Exercise aim: For each line of the listing that holds "shrub", show the full line.

Information shown:
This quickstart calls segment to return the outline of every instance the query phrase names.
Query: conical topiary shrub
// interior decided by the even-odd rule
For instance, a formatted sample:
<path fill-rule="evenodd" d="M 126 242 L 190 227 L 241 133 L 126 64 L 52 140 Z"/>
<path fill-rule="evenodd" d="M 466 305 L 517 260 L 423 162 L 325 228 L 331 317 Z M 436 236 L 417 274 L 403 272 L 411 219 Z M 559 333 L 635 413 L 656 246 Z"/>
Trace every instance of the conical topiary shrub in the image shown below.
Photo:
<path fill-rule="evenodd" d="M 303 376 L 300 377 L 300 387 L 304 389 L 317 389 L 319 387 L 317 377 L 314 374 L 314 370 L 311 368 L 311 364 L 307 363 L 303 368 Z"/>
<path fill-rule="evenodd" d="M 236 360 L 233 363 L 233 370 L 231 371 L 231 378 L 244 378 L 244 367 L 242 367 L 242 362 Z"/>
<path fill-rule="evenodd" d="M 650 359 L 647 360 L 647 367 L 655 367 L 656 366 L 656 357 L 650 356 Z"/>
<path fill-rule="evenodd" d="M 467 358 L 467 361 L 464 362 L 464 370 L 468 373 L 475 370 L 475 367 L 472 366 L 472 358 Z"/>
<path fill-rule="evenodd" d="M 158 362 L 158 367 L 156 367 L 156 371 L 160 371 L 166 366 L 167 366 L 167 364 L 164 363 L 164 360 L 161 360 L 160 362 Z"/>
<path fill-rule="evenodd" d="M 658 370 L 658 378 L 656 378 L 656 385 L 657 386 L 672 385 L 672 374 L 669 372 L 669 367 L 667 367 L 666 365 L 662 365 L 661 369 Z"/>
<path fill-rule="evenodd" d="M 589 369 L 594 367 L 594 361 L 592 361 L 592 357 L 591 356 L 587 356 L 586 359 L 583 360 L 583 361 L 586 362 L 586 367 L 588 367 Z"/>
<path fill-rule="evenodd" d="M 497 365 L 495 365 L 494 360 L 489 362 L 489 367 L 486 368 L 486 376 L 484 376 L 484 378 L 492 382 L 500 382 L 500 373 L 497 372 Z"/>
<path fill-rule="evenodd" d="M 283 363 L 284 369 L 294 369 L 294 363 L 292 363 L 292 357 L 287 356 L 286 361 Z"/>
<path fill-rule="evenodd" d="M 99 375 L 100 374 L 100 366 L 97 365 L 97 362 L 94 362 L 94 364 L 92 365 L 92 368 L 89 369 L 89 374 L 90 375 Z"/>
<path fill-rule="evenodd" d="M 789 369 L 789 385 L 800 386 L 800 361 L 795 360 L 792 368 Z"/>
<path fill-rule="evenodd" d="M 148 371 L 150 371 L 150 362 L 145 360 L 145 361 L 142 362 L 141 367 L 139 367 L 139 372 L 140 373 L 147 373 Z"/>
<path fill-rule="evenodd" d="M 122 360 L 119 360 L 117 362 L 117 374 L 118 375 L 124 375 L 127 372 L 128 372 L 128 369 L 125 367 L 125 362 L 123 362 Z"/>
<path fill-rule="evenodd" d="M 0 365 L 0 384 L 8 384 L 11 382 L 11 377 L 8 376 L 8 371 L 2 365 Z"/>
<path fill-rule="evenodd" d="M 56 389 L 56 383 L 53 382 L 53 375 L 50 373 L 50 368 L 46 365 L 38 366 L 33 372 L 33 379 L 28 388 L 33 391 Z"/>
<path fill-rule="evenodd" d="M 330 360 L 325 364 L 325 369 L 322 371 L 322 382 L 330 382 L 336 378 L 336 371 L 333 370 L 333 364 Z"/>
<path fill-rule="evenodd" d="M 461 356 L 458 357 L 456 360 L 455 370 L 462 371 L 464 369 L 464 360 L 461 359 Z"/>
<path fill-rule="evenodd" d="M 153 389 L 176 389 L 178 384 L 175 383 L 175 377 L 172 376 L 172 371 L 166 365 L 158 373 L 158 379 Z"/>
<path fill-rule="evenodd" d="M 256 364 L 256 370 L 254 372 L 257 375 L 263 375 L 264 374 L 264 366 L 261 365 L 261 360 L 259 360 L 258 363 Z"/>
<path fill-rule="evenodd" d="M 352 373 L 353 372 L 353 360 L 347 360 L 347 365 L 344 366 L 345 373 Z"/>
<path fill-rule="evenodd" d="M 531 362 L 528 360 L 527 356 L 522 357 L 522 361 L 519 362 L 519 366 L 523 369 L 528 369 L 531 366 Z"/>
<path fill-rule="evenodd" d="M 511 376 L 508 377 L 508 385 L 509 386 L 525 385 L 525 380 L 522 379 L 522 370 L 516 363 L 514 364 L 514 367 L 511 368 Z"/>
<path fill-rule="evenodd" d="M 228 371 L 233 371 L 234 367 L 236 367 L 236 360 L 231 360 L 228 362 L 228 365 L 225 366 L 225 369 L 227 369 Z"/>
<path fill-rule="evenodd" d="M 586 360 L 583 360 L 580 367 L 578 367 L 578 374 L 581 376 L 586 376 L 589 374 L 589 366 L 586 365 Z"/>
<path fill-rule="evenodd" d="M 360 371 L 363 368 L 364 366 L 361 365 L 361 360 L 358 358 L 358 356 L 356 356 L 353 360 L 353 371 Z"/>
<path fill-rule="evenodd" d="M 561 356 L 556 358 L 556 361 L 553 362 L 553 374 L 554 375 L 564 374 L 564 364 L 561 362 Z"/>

Result of this task:
Query: conical topiary shrub
Trace every instance of the conical topiary shrub in the image shown below.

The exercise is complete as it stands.